WORK TO BE COMPLETED
Rewrite the listing below as a numbered list, leaving out any blank lines.

DATA EXTRACT
:::::
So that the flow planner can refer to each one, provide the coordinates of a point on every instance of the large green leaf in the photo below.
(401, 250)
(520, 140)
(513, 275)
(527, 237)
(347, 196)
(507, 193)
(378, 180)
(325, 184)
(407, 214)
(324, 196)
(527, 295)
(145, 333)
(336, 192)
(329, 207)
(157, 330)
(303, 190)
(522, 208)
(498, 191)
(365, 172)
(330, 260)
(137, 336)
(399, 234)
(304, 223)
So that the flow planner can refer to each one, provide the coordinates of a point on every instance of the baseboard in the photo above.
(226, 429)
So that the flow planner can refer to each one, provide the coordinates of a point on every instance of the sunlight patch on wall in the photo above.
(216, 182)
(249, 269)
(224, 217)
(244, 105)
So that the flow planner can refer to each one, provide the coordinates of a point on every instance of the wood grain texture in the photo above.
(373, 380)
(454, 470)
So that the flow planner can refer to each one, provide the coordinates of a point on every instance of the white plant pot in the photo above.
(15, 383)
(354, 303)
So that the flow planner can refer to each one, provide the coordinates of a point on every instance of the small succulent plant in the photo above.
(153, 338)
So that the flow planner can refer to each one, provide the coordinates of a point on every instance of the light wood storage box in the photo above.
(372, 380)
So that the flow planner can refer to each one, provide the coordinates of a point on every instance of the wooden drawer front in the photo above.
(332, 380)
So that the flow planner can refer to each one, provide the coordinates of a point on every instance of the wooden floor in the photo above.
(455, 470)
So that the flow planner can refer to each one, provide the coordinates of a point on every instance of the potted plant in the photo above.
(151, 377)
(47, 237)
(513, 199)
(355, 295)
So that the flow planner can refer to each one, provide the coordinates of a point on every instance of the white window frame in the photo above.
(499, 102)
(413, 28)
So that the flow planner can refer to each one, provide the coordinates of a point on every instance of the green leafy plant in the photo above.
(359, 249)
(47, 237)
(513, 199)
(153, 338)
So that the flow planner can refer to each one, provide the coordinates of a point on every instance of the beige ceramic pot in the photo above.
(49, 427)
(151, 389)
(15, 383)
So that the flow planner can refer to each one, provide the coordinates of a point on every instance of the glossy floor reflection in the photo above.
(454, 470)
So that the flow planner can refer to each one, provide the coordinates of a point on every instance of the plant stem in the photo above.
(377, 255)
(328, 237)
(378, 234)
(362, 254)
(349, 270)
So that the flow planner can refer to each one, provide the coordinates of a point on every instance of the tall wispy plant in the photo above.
:::::
EXERCISE SOLUTION
1. So that the flow planner can refer to each one, provide the coordinates of a point on every instance of the large green leaf in the photo below.
2. (401, 250)
3. (520, 140)
4. (513, 275)
5. (527, 237)
6. (347, 196)
7. (507, 193)
8. (378, 180)
9. (325, 184)
10. (407, 214)
11. (324, 196)
12. (527, 295)
13. (145, 333)
14. (336, 192)
15. (329, 207)
16. (157, 330)
17. (303, 190)
18. (522, 208)
19. (498, 191)
20. (365, 172)
21. (330, 260)
22. (137, 336)
23. (399, 234)
24. (304, 223)
25. So that the flow planner can refer to each one, provide the coordinates of a point on every instance of the baseboard in the photo above.
26. (226, 429)
27. So that the flow planner can refer to each one, provide the coordinates of a point on every instance of the sunlight patch on wall in the photo above.
28. (216, 182)
29. (249, 269)
30. (224, 217)
31. (244, 105)
32. So that the flow planner can refer to each one, provide the coordinates of a point on every instance of the wood grain texture in the photo above.
33. (373, 380)
34. (454, 470)
35. So that the flow planner can refer to each one, provide the coordinates of a point on every instance of the white plant pot in the photo above.
36. (15, 383)
37. (354, 303)
38. So that the flow planner can refer to each one, provide the coordinates of a point on every instance of the small succulent plant in the photo above.
39. (153, 338)
40. So that the flow planner can refer to each one, provide the coordinates of a point on every instance of the light wood storage box in the photo above.
41. (372, 380)
42. So that the flow planner can refer to each one, provide the coordinates of a point on every instance of the wooden drawer front in the photo above.
43. (332, 380)
44. So that the flow planner can refer to each one, provide the coordinates of a point on every instance of the wooden floor in the photo above.
45. (455, 470)
46. So that the flow planner can refer to each one, provide the coordinates of a point on every instance of the potted plant in the photo above.
47. (151, 377)
48. (47, 237)
49. (513, 199)
50. (355, 295)
51. So that the flow planner can refer to each one, provide the coordinates of a point on every instance of the white window frame in the photo above.
52. (499, 102)
53. (413, 28)
54. So that the flow planner can refer to each one, provide the coordinates of a point on every instance of the green leafy plant in the photo above.
55. (359, 249)
56. (47, 237)
57. (513, 199)
58. (153, 338)
59. So that the flow planner can refer to each one, provide the coordinates of a point on every instance of the beige ceramic pot in the photo above.
60. (49, 427)
61. (151, 389)
62. (15, 383)
63. So that the flow planner can refer to each one, provide the coordinates of a point on every instance of the glossy floor reflection in the photo above.
64. (454, 470)
65. So that the flow planner can refer to each one, provide the coordinates of a point on every instance of the plant stem in the photo above.
66. (377, 255)
67. (328, 237)
68. (378, 234)
69. (362, 254)
70. (349, 270)
71. So that the flow planner can refer to each one, provide the coordinates of a point on every instance of the tall wispy plant in the photo above.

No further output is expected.